═══ Textabschnitt ═══
# Zu Unrecht unterschätzt: Die Vielfalt des deutschen Films



## BigBuddha18 (9. März 2018)

Jetzt ist Deine Meinung zu *Zu Unrecht unterschätzt: Die Vielfalt des deutschen Films* gefragt.


						Bitte beachtet: Der Kommentarbereich wird gemäß der Forenregeln moderiert.





			Dieser Inhalt steht nur eingeloggten Mitgliedern zur Verfügung.
        

 Zum Artikel: *Zu Unrecht unterschätzt: Die Vielfalt des deutschen Films*


----------



## Wut-Gamer (9. März 2018)

> Sie alle eint eine grunddeutsche Eigenschaft: Der Hang zu Realismus und Authentizität



Man könnte auch sagen, sie sind spießig und provinziell. Als Liebhaber der Phantastik kann ich dem deutschen Film leider wenig abgewinnen. Die wenigen Versuche, die es auf dem Gebiet gibt, sind oft nicht wirklich überzeugend.


----------



## bundesgerd (9. März 2018)

Meine Lieblingsfilme aus Deutschland: 

1.) die unendliche Geschichte

2.) das Boot

3.) Stromberg - der Film


----------



## MichaelG (10. März 2018)

Deutschland beherrscht auch keine Komödien (mehr). 

Allerdings hat man mit einem Filmprojekt wie Babylon Berlin einen Hochkaräter auf die Beine gestellt.

Auch Das Leben der Anderen war top. Aber danach hört es auf (abgesehen von den o.g. Ausnahmen wie Das Boot).

Die Ausbeute ist aber für die letzten 40 Jahre ziemlich „dünn“.


----------



## NOT-Meludan (10. März 2018)

Also deutsche Filme, Serien und TV ist für mich mitunter absolut schrecklich. Insbesondere deutsche Serien!
Da ist handwerklich schon so viel schlecht gemacht, da wird einfach nur das nötigste gemacht.
Alle paar Jahre kommt mit etwas Glück auch mal etwas vernünftigeres dabei heraus, aber sonst ist da nicht viel.
═══
### Aufgaben
A: Beantworte zum Forenthread über den deutschen Film diese Fragen:
(i) Welchen Film nennt bundesgerd an erster Stelle seiner Lieblingsfilme?
(ii) Welches Filmprojekt bezeichnet MichaelG als Hochkaräter?
(iii) Worin besteht laut dem Zitat im Beitrag von Wut-Gamer die grunddeutsche Eigenschaft?
B: Gib den Teil des Forenthreads über den deutschen Film wieder, der mit "Zum Artikel: *Zu" beginnt und bis "nicht wirklich überzeugend." reicht, und tausche dabei "Phantastik" gegen "Science-Fiction" aus.
Das Material wird zur Bearbeitung nicht gebraucht.
═══ Bereitgestellte Angaben ═══
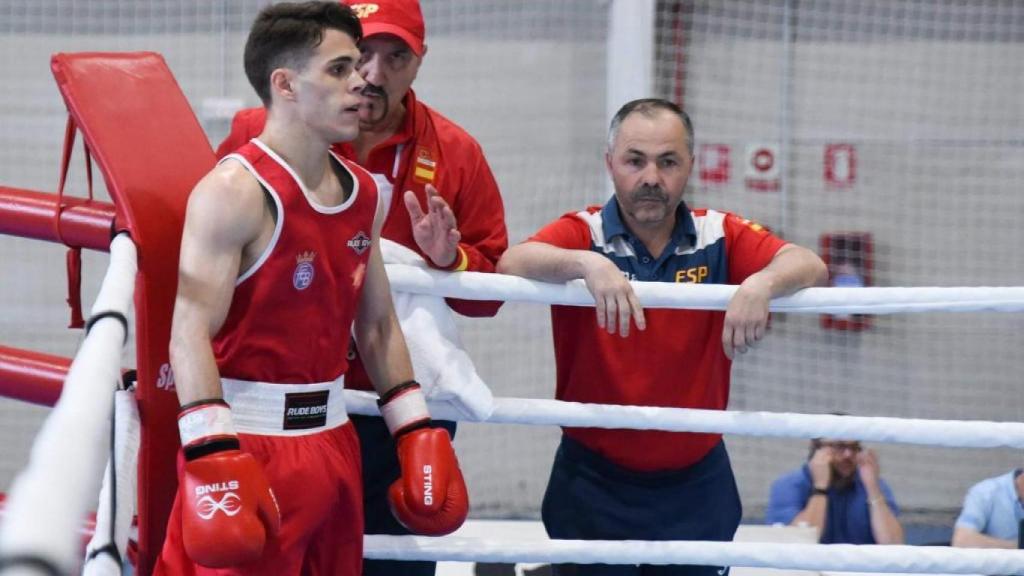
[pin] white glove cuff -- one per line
(406, 409)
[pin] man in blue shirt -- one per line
(840, 492)
(992, 512)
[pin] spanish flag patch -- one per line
(423, 171)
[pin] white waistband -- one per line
(270, 409)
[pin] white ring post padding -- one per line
(49, 498)
(953, 434)
(480, 286)
(847, 558)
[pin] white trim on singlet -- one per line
(279, 224)
(306, 192)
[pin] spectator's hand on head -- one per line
(435, 231)
(820, 466)
(747, 316)
(867, 467)
(614, 299)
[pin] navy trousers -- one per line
(380, 468)
(591, 498)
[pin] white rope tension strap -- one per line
(849, 558)
(479, 286)
(953, 434)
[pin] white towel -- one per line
(442, 367)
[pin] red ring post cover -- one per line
(152, 151)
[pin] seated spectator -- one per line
(991, 513)
(840, 492)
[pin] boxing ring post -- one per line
(152, 151)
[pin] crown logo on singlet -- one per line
(304, 271)
(359, 242)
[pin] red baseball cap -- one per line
(399, 17)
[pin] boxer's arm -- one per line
(378, 334)
(224, 215)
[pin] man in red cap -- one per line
(440, 197)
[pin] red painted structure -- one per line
(143, 136)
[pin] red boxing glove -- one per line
(430, 497)
(227, 507)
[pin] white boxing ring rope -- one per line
(36, 496)
(479, 286)
(846, 558)
(949, 434)
(50, 497)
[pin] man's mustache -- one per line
(374, 91)
(649, 192)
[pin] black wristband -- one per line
(214, 445)
(396, 391)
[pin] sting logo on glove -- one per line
(428, 486)
(206, 506)
(430, 497)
═══
### Die Antworten
A:
(i) Die unendliche Geschichte
(ii) Babylon Berlin
(iii) Im Hang zu Realismus und Authentizität

B:
Zum Artikel: *Zu Unrecht unterschätzt: Die Vielfalt des deutschen Films*


----------



## Wut-Gamer (9. März 2018)

> Sie alle eint eine grunddeutsche Eigenschaft: Der Hang zu Realismus und Authentizität



Man könnte auch sagen, sie sind spießig und provinziell. Als Liebhaber der Science-Fiction kann ich dem deutschen Film leider wenig abgewinnen. Die wenigen Versuche, die es auf dem Gebiet gibt, sind oft nicht wirklich überzeugend.